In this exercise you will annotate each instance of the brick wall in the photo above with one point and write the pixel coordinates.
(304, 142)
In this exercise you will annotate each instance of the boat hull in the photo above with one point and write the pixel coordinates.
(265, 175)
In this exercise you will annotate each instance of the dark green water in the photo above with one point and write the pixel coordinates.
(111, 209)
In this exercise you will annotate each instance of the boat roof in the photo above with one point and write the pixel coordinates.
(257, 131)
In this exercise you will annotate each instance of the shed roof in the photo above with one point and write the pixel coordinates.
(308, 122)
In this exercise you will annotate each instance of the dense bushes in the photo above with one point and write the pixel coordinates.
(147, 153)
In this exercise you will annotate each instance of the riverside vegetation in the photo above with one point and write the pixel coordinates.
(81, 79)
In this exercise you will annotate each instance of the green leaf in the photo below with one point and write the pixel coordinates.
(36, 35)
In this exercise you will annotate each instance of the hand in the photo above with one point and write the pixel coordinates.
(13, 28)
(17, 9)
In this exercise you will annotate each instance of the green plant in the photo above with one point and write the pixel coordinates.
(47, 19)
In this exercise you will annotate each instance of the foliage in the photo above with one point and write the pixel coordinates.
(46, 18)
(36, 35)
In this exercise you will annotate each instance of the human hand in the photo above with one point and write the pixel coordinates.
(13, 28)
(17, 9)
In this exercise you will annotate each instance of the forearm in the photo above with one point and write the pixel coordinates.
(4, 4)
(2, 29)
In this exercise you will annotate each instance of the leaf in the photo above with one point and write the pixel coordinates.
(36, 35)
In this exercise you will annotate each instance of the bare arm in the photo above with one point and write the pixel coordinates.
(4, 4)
************
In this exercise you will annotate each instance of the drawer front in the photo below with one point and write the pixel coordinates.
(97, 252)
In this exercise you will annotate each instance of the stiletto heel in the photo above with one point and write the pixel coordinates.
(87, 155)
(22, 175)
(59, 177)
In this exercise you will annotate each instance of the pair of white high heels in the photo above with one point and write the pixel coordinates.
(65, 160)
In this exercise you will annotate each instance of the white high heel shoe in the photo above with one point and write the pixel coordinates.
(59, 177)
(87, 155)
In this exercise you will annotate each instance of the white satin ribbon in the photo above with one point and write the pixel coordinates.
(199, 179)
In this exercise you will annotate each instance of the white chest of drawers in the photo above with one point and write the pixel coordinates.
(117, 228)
************
■ What you will do
Pull out every line of the data above that contains the word "hand", where uppercase and lowercase letters must match. Copy those lines and leave out the rest.

■ Task output
In this exercise you will annotate each instance of the hand in the photo above with one point and write the pixel coordinates.
In this exercise you will annotate each instance of the human hand in the photo above with one point and write the pixel coordinates.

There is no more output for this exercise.